_Data extract_:
○ ○ ○ ○ ○

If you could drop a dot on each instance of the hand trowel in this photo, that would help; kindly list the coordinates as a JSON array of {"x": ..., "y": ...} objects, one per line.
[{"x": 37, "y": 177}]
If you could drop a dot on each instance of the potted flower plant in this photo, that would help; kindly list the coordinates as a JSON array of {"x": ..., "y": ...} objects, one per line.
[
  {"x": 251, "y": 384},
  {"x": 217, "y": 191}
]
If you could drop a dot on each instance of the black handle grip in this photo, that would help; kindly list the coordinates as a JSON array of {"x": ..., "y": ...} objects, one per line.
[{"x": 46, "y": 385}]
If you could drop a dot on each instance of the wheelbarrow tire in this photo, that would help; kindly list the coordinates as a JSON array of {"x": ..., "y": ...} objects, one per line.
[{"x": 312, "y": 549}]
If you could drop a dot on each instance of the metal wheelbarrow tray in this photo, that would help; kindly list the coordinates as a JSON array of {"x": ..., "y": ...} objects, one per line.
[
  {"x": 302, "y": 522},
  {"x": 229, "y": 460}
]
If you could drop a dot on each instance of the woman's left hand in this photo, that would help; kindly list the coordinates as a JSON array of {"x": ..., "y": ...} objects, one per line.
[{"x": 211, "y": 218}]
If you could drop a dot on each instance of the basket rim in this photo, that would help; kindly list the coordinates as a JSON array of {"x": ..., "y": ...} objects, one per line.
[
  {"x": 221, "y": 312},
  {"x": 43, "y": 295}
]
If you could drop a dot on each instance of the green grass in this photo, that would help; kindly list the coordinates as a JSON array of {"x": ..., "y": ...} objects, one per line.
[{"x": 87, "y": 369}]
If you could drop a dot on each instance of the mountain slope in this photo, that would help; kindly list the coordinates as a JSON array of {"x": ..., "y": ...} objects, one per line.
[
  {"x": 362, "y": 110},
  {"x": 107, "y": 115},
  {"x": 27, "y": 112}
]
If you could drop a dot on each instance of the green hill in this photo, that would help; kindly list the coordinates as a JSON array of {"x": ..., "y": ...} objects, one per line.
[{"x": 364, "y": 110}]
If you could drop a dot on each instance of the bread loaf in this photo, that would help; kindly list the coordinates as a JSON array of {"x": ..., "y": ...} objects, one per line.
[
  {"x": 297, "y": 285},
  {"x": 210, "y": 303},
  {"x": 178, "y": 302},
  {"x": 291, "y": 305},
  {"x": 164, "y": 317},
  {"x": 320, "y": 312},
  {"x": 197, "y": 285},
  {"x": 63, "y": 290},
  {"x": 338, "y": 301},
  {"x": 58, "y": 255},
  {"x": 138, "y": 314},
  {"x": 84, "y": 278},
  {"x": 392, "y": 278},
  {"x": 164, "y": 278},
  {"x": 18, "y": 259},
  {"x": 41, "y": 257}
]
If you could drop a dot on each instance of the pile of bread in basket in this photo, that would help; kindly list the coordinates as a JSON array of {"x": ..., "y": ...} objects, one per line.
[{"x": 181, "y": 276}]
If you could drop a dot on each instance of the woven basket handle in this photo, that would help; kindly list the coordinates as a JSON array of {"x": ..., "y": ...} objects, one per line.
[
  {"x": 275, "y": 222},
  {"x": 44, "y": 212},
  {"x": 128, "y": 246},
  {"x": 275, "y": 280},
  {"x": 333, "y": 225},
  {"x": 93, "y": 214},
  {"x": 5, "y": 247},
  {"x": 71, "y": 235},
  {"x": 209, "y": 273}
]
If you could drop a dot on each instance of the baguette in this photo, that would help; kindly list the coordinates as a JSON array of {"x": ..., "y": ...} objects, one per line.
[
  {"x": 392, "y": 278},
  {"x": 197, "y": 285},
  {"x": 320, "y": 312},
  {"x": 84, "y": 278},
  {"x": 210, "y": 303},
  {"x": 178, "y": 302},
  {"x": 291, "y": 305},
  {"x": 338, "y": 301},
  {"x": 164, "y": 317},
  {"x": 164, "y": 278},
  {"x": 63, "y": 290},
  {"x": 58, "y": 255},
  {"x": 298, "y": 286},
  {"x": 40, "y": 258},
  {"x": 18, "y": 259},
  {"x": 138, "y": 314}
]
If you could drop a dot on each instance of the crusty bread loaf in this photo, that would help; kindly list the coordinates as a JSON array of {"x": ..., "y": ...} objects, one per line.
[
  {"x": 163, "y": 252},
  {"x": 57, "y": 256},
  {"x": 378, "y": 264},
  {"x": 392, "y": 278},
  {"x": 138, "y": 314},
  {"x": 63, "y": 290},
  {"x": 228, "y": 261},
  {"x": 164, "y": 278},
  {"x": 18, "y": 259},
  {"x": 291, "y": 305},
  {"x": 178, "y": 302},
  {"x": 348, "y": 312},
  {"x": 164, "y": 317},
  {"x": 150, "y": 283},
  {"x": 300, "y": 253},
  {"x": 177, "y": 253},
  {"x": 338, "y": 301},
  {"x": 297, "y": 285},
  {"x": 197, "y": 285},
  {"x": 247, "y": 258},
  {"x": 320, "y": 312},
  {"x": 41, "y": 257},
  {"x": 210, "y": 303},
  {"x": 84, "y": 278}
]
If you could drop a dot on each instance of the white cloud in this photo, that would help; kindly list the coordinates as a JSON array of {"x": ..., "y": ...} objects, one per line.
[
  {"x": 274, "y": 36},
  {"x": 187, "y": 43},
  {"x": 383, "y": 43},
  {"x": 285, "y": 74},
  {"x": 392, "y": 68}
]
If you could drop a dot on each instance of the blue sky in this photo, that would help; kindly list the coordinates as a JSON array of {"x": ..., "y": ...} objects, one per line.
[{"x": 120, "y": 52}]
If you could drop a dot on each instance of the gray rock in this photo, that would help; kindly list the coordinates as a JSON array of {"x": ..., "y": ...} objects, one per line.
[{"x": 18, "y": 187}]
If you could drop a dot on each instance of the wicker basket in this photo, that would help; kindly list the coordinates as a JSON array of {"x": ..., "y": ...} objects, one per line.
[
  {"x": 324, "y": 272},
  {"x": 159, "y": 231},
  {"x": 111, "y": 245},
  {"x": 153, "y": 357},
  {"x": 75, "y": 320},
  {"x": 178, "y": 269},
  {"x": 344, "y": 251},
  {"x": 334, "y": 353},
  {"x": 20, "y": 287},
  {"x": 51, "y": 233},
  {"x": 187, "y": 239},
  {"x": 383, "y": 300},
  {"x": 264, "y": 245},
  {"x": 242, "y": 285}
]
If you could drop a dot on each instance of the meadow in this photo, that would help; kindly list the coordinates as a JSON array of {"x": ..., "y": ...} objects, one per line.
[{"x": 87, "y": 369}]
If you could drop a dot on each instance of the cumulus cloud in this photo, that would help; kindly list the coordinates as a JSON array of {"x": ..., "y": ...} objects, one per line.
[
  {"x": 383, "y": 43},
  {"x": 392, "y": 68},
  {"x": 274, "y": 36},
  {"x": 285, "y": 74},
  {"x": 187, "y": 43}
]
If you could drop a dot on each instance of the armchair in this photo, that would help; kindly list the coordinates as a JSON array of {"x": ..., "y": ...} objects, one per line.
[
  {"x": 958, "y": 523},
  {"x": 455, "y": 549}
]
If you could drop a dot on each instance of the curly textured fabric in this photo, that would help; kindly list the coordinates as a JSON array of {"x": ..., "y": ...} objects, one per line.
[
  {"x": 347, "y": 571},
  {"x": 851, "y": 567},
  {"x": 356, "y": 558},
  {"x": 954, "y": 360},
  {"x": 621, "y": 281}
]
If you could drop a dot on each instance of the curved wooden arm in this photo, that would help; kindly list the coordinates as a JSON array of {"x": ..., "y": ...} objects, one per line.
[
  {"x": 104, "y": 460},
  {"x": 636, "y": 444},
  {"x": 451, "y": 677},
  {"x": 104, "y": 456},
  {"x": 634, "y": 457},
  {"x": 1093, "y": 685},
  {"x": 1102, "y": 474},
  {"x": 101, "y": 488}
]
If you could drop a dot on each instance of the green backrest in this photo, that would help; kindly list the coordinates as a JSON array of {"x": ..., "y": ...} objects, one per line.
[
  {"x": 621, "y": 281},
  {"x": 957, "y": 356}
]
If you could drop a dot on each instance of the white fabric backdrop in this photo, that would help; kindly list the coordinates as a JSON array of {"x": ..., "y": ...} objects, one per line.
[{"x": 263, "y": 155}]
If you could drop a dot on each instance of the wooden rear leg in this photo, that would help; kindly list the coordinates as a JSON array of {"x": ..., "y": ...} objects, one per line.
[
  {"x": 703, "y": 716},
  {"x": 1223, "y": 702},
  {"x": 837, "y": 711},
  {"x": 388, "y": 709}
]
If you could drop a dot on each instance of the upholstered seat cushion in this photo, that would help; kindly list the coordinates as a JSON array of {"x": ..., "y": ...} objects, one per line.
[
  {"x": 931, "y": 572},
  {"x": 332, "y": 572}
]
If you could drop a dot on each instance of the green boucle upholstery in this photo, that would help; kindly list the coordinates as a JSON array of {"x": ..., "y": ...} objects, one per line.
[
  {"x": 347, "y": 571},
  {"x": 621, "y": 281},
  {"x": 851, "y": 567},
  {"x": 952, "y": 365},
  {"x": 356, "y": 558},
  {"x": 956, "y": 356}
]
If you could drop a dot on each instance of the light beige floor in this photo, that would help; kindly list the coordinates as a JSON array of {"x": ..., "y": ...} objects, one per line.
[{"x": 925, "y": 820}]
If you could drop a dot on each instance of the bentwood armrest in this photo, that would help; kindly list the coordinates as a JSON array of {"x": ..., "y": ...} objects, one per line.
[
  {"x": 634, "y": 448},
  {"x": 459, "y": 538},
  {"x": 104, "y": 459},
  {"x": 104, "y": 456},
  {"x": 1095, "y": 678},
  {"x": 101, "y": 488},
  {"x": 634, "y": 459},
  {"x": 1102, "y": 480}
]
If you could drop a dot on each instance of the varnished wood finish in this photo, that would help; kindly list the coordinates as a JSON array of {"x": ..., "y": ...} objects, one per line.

○ ○ ○ ○ ○

_Stated problem_: Copy out, character for character, every line of the listing from the line that contains "of the light" through the final line of the listing, including both of those lines.

_Written reply_:
If you could drop a dot on each instance of the light beige floor in this photo, that would help; kindly list the coordinates as a JSON array of {"x": ..., "y": ...} objects, one per line.
[{"x": 925, "y": 820}]
If you could drop a dot on each instance of the bentwood armrest in this photo, that would help; kindly list the coordinates as a JSON array of {"x": ..., "y": ...} objects, one per line.
[
  {"x": 634, "y": 448},
  {"x": 459, "y": 538},
  {"x": 104, "y": 459},
  {"x": 104, "y": 456},
  {"x": 1095, "y": 678},
  {"x": 101, "y": 488},
  {"x": 634, "y": 459},
  {"x": 1102, "y": 480}
]
If you could drop a dot on each instance of the varnished wood finish in this photo, that would help; kindly list the coordinates as a JSON array of {"x": ..., "y": ...} objects, one per line.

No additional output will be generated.